* QUÉ SE PIDE:
Según el fragmento sobre las revoluciones culturales, ¿cuántas personas desplegaron una pancarta en la Plaza Roja para condenar la invasión de Checoslovaquia?

* FRAGMENTO DEL TEXTO:
:::::

No cabe duda de que para la mayor parte de mi generación, tanto en Occidente como en Oriente, las revoluciones culturales de los años sesenta y setenta fueron un acontecimiento crucial. (Tengo que excluir al Tercer Mundo de esta generalización, ya que no sé lo suficiente sobre cómo la revolución cultural occidental afectó a la ideología y las costumbres allí).

En mayo y junio de este año se cumplieron 55 años de Les Evénements de Mai. La semana pasada se cumplieron 55 años de la invasión de Checoslovaquia por el Pacto de Varsovia, que también vio nacer el movimiento disidente moderno en la URSS, cuando ocho personas desplegaron una pancarta en la Plaza Roja condenando la invasión.

La revolución me pilló en los años formativos del instituto. Todos los acontecimientos que suceden a esa edad, aunque no sean revolucionarios, tienen un impacto en la vida posterior de las personas. Mucho más si son revolucionarios. Tuvimos suerte de que los acontecimientos que nos afectaron fueran revolucionarios sobre todo en el sentido cultural. Al mismo tiempo, China vivió la Revolución Cultural, pero fue una serie de acontecimientos totalmente diferentes, más graves, más ideológicos y mucho más sangrientos. Pero no menos importante fue la Revolución Cultural occidental.

¿Qué consiguió? Redujo la distancia social entre ricos y pobres, un logro enorme; liberó el sexo y mejoró la posición social de la mujer de un modo que condujo a la actual aceptación de la igualdad de género y de todas las preferencias sexuales entre las élites liberales; garantizó derechos cívicos iguales o similares para la población negra en Estados Unidos; cambió drásticamente los hábitos vestimentarios, los simplificó y, por tanto, contribuyó a la aparente nivelación social al hacer más difícil reconocer el estatus social a partir de la vestimenta.

:::::

* FILAS DE DATOS:
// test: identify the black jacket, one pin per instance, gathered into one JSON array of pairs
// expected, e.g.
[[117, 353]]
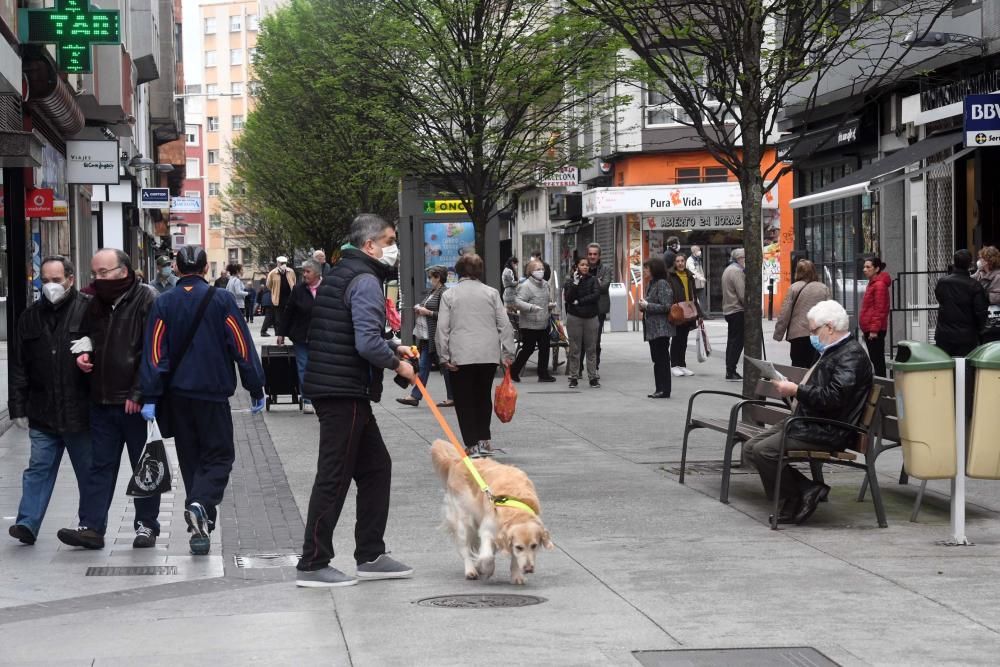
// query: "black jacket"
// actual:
[[347, 349], [294, 322], [962, 306], [837, 388], [46, 385], [582, 300], [117, 335]]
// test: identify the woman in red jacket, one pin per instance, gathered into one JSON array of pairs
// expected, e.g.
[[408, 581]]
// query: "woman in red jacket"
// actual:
[[874, 318]]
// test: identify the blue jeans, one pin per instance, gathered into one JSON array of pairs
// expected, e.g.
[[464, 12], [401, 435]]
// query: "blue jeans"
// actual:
[[427, 359], [112, 429], [301, 357], [39, 477]]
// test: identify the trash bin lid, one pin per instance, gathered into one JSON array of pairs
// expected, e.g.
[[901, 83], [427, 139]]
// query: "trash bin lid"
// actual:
[[986, 356], [916, 356]]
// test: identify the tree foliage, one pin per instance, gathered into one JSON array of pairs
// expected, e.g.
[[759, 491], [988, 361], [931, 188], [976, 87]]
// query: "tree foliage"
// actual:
[[310, 156], [732, 65]]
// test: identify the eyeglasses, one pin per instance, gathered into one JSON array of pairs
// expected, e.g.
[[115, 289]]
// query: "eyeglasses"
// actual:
[[104, 273]]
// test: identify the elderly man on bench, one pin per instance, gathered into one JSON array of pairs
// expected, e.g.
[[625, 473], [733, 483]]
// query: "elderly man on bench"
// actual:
[[835, 388]]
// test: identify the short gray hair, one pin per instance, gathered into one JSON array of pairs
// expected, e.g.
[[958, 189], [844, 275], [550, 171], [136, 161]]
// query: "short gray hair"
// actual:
[[366, 227], [68, 268], [830, 312]]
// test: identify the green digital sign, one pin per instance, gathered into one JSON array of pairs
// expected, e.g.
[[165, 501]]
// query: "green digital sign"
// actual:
[[73, 26]]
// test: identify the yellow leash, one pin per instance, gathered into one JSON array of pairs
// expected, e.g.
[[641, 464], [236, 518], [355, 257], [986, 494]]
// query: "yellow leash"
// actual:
[[499, 501]]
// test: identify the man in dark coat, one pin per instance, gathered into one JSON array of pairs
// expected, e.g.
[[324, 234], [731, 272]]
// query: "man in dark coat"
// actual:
[[962, 308], [836, 387], [347, 355], [50, 396]]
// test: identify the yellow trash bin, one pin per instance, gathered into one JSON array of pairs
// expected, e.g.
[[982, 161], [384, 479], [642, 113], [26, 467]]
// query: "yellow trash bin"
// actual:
[[984, 437], [925, 405]]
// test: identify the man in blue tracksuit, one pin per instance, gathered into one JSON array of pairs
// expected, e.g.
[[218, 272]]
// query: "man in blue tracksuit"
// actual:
[[200, 386]]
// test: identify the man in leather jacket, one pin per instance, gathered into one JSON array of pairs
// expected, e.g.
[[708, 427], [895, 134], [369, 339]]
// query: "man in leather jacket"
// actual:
[[116, 322], [836, 387], [49, 395]]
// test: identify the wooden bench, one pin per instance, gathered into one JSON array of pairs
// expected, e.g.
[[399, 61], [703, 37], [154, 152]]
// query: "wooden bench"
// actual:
[[747, 418], [865, 428]]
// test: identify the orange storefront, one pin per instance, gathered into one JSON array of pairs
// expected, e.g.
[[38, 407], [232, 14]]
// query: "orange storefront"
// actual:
[[689, 195]]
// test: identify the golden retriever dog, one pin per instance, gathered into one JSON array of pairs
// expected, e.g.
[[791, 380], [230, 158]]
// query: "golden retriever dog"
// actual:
[[480, 528]]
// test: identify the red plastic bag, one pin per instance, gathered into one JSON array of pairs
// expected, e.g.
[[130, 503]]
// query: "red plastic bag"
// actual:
[[505, 398]]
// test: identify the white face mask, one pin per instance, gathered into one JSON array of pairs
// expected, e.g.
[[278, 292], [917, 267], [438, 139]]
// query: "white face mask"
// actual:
[[390, 255], [54, 292]]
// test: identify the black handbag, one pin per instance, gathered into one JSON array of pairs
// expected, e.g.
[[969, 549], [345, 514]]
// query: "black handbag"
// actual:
[[164, 408]]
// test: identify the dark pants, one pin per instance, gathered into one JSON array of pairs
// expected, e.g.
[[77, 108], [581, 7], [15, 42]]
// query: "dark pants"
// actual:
[[659, 350], [203, 436], [350, 447], [804, 355], [473, 387], [876, 352], [601, 317], [734, 341], [530, 338], [111, 430], [678, 345], [763, 451]]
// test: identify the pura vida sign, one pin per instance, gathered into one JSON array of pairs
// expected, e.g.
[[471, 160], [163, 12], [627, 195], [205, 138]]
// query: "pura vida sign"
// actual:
[[74, 27]]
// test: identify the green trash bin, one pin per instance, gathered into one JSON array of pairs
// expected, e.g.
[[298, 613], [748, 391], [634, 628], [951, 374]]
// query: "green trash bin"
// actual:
[[984, 436], [924, 377]]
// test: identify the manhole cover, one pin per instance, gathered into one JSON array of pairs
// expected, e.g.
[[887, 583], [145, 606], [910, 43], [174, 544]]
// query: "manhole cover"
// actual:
[[481, 601], [266, 560], [804, 656], [131, 570]]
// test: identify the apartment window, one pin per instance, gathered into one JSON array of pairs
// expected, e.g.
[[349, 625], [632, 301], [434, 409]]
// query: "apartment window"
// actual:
[[716, 175], [689, 175]]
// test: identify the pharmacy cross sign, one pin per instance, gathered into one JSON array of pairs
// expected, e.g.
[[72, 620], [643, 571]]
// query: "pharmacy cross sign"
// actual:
[[73, 26]]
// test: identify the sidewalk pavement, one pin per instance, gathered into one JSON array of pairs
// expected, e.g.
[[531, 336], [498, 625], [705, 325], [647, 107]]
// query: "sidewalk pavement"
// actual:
[[641, 562]]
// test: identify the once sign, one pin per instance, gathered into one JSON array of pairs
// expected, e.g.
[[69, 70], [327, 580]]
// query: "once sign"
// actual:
[[73, 26]]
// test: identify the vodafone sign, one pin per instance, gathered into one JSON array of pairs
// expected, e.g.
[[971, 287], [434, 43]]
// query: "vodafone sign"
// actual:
[[38, 203]]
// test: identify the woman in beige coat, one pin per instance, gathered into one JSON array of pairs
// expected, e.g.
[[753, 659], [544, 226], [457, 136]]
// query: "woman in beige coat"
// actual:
[[473, 335], [793, 325]]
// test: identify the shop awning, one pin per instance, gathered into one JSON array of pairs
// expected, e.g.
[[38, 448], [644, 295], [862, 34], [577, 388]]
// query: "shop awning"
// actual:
[[866, 179]]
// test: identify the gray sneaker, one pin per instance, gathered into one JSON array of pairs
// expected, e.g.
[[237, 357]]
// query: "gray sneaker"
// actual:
[[384, 567], [325, 578]]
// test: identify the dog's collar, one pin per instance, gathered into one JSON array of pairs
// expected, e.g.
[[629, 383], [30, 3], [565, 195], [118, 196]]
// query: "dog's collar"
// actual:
[[507, 501]]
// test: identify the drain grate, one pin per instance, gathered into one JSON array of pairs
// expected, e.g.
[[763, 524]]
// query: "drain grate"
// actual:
[[481, 601], [131, 570], [804, 656], [266, 560]]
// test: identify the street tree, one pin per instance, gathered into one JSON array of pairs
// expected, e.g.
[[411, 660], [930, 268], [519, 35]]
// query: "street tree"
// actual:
[[309, 156], [730, 66], [484, 96]]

:::::

* RESPUESTA:
Ocho personas.